╭──

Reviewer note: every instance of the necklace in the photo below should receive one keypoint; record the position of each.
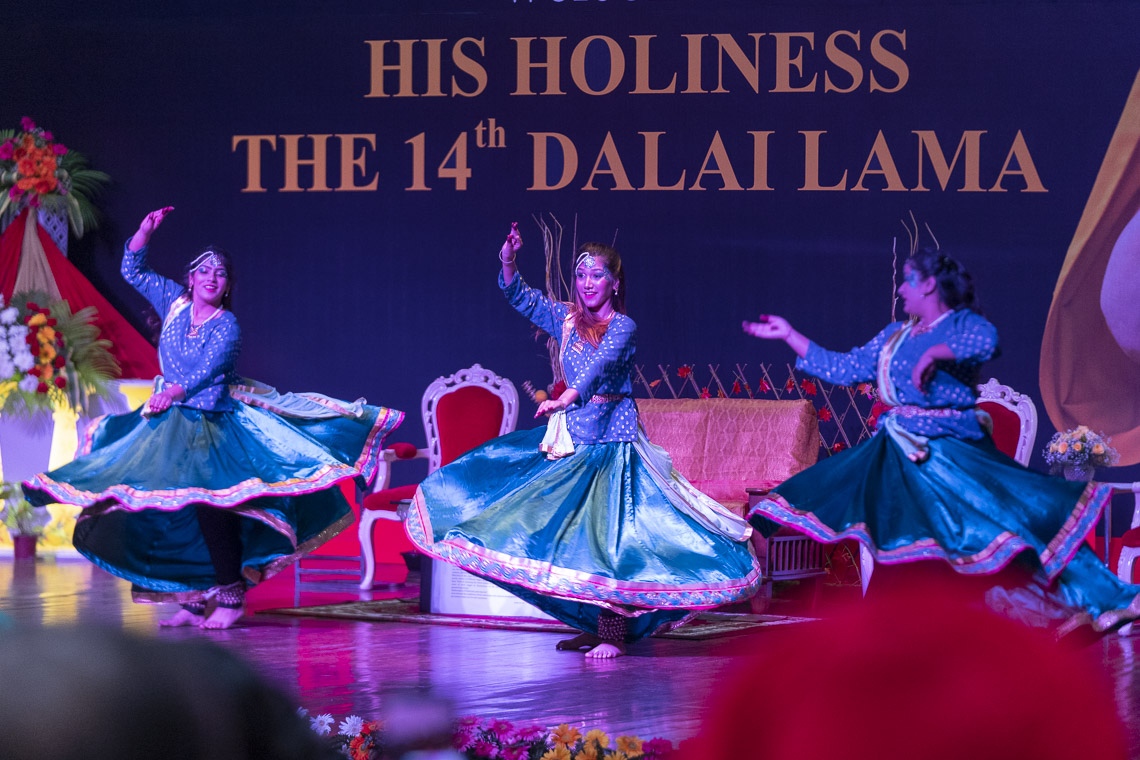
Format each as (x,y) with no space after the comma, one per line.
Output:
(923,328)
(195,331)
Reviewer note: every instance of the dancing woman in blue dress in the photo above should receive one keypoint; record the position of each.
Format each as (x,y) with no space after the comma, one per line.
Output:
(211,485)
(586,519)
(930,484)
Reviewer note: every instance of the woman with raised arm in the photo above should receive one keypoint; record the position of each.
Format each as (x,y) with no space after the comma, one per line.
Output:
(585,519)
(930,484)
(211,485)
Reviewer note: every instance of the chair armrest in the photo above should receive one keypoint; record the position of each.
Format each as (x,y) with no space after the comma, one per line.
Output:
(398,452)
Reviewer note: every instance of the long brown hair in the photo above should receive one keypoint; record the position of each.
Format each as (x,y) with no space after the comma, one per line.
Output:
(588,326)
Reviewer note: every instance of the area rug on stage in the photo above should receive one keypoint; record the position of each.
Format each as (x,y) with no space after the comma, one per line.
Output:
(706,624)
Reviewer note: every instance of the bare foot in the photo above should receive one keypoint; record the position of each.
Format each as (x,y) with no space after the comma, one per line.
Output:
(607,651)
(222,618)
(579,642)
(181,618)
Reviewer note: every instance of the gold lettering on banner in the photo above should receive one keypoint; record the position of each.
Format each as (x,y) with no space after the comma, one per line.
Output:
(786,62)
(717,154)
(469,66)
(1026,168)
(379,68)
(615,168)
(351,162)
(569,161)
(760,161)
(253,144)
(750,70)
(293,162)
(844,60)
(812,164)
(971,162)
(880,154)
(552,65)
(641,68)
(434,68)
(432,62)
(617,67)
(893,63)
(693,63)
(652,165)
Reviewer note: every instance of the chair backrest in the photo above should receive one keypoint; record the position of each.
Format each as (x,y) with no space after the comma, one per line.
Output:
(1015,419)
(465,409)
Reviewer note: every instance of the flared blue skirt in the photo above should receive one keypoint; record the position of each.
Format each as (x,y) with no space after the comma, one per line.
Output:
(970,506)
(597,530)
(140,481)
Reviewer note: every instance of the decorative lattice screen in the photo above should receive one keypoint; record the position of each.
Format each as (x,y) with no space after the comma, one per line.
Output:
(846,413)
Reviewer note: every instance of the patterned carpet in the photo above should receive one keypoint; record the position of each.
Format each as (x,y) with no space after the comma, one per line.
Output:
(706,624)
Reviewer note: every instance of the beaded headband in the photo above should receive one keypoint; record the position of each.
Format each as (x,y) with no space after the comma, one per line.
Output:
(206,258)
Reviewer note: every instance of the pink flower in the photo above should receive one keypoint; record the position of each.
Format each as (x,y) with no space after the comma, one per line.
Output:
(657,749)
(485,749)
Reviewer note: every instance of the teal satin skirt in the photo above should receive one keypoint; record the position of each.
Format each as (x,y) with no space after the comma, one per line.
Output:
(140,479)
(596,530)
(972,507)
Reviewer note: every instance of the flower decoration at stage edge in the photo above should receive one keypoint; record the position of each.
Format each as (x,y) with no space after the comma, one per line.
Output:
(49,357)
(38,171)
(478,738)
(1080,448)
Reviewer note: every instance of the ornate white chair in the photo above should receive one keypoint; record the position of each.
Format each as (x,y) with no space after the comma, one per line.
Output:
(1131,539)
(1015,417)
(459,413)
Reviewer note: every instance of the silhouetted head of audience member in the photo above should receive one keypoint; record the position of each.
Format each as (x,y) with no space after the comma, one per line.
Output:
(918,675)
(102,694)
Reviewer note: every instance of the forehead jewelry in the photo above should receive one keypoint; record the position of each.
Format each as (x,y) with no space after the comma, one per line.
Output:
(208,258)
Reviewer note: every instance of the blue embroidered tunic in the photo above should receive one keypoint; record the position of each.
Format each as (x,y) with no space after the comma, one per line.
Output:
(203,365)
(604,410)
(970,337)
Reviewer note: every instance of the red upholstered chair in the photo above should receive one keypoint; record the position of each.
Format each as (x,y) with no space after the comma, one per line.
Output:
(459,413)
(1015,419)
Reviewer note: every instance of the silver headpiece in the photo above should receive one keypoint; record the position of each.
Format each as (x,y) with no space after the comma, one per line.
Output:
(585,258)
(206,258)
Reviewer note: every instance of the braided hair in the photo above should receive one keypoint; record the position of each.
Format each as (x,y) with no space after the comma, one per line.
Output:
(954,283)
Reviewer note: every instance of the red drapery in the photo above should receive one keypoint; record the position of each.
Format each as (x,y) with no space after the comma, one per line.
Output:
(137,358)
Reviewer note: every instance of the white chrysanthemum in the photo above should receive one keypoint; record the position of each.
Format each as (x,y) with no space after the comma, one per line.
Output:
(322,724)
(351,726)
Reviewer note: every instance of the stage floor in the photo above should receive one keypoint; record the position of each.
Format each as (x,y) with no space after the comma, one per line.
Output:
(348,667)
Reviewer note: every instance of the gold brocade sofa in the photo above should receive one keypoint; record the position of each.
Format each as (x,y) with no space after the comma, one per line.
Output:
(726,446)
(734,450)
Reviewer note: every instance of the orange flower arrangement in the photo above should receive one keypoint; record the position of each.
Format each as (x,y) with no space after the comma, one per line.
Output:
(37,171)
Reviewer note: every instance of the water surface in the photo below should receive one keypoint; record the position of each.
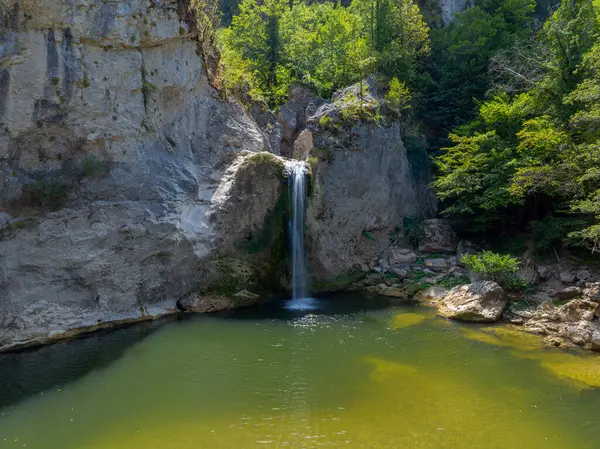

╰──

**Given task**
Gather every line of the data above that contains the word "flower", copying each one in full.

**Finished task**
Reviewer note: every instance of the pink flower in the photo above should receive one keypoint; record the position of each.
Reviewer note: every instance of the flower decoration at stage edge in the photo above should receive one keypoint; record the position of each.
Reviewer note: every instance of the orange flower arrangement in the photo above should receive one keypoint; record the position of each.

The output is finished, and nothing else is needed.